What the task requires: Reproduce exactly the final portion of the data: every line from the one containing "white window frame" through the last line, inclusive.

Task material:
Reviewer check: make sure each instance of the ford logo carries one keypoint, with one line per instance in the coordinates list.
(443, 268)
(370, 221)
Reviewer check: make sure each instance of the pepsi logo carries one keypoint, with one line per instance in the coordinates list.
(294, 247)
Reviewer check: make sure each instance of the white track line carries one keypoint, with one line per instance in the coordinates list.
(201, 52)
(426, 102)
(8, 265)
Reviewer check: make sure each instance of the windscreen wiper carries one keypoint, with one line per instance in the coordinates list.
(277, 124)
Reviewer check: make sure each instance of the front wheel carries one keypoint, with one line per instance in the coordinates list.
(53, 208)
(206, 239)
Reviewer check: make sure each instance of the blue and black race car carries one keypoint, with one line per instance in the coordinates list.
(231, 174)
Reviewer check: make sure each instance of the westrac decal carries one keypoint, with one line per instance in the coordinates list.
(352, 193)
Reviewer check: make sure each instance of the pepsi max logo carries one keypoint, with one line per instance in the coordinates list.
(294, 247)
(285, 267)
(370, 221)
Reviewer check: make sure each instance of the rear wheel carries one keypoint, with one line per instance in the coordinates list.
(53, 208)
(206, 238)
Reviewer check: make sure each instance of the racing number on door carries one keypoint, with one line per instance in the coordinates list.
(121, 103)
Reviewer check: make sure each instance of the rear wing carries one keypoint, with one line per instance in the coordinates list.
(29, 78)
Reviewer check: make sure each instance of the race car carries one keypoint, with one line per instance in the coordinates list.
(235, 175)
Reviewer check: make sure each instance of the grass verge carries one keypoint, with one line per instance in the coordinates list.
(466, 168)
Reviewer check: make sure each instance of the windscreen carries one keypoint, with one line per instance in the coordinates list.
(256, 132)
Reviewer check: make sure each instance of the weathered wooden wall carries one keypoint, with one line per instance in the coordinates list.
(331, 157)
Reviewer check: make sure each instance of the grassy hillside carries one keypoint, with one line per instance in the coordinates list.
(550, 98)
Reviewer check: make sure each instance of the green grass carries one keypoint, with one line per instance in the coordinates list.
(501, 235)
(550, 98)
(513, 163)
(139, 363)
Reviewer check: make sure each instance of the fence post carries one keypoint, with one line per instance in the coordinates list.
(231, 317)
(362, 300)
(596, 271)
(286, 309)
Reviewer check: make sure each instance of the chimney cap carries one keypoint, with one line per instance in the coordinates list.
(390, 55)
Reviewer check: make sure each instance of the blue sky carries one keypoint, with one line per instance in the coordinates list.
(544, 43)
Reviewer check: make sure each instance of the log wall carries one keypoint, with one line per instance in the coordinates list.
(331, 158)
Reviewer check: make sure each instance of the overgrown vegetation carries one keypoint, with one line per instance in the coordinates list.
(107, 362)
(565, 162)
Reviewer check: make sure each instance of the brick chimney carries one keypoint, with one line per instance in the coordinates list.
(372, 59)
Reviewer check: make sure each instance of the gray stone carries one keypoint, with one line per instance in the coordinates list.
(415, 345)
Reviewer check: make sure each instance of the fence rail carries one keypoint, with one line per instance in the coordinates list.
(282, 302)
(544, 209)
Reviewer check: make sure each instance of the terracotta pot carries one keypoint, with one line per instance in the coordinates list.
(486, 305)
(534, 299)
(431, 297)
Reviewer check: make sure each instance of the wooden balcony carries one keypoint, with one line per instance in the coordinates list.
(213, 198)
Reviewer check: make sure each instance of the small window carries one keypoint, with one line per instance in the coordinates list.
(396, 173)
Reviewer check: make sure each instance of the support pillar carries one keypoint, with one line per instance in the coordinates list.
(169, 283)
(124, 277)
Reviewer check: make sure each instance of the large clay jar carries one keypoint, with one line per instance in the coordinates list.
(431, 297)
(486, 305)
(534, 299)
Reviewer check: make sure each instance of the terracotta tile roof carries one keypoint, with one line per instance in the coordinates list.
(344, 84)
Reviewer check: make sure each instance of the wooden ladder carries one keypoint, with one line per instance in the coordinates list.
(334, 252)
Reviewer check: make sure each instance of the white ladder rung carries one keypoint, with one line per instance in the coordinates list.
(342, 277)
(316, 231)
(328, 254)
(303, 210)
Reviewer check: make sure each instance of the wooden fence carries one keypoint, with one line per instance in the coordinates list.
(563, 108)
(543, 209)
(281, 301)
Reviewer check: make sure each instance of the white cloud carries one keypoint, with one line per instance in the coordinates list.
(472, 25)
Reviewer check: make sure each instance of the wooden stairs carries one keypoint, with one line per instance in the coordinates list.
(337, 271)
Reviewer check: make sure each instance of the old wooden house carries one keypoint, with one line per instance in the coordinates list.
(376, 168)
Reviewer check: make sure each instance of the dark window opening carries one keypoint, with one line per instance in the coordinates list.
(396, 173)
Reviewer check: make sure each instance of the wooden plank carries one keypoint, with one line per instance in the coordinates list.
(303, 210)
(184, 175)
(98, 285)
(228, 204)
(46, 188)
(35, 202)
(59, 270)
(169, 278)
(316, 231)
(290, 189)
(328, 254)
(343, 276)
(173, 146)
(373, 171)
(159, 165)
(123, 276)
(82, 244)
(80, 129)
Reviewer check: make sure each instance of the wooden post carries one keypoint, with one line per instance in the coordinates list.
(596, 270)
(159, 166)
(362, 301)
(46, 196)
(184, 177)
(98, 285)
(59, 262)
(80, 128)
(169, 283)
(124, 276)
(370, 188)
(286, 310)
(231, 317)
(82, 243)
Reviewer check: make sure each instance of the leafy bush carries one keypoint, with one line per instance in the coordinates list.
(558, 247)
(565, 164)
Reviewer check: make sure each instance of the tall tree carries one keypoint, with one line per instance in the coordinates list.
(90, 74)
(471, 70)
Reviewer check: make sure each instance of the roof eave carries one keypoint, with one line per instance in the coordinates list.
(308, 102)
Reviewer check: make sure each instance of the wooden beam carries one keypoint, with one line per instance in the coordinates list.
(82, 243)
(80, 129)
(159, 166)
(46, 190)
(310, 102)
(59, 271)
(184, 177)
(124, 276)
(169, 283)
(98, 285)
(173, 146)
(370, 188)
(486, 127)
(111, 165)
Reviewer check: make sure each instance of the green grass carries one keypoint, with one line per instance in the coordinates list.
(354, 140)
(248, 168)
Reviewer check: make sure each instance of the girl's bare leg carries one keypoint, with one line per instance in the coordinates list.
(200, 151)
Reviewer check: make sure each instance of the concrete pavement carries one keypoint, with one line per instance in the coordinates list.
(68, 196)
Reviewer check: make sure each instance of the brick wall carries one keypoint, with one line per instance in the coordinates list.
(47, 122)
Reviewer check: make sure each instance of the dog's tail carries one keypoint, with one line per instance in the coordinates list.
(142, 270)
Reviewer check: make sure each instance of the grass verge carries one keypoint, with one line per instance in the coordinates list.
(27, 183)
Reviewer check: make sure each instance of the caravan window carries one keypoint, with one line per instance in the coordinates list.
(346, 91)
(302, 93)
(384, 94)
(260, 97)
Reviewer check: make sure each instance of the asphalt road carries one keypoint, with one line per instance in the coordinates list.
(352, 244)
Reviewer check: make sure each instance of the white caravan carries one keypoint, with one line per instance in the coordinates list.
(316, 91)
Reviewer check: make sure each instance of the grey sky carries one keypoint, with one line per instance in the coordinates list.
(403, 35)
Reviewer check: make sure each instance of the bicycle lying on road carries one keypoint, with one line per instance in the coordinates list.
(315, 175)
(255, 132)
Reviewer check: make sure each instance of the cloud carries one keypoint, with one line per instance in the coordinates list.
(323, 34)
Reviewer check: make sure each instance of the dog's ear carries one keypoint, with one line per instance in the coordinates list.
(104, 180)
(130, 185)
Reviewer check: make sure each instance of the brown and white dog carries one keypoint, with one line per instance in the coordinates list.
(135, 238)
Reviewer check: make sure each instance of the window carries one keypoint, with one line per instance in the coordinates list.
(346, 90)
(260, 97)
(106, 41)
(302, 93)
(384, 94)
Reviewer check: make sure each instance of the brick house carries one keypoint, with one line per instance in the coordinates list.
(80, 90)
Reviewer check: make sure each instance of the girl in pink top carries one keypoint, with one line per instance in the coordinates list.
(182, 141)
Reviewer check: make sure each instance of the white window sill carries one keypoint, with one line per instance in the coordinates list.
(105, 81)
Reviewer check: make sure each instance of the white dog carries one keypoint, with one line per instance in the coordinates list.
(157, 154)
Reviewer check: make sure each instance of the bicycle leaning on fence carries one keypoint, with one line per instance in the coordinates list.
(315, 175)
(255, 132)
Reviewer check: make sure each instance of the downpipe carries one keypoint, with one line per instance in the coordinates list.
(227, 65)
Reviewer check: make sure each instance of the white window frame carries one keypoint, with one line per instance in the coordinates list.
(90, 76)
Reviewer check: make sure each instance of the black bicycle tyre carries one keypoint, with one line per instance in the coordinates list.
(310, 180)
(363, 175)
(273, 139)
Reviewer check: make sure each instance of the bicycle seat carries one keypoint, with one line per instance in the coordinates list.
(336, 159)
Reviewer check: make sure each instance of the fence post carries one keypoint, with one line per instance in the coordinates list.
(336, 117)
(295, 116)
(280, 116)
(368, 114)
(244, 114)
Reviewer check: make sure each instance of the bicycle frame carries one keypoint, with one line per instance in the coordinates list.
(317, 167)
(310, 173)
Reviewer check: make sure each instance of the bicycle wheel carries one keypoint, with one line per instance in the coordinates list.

Correct response:
Reviewer check: make sure each instance of the white window frame carries one keypoint, with one line per instance in the coordinates list.
(90, 76)
Reviewer check: make sure each instance of the black bicycle tyre carries one keypoint, with one line per instance in the coordinates list.
(310, 180)
(363, 175)
(273, 139)
Reviewer check: make sure each instance of the bicycle seat carries one keypoint, with one line per instance in the coordinates list.
(336, 159)
Reviewer check: make sure each instance of the fence post carries one keypoint, with one line per instance in the coordinates list.
(336, 117)
(295, 116)
(280, 116)
(368, 114)
(244, 114)
Reviewer check: make sure each instance of the bicycle frame carries one keypoint, with one line per instance in the coordinates list.
(317, 167)
(310, 173)
Reviewer check: make sure each instance of the bicycle wheel carries one keypoint, with one line per instance in the coordinates list.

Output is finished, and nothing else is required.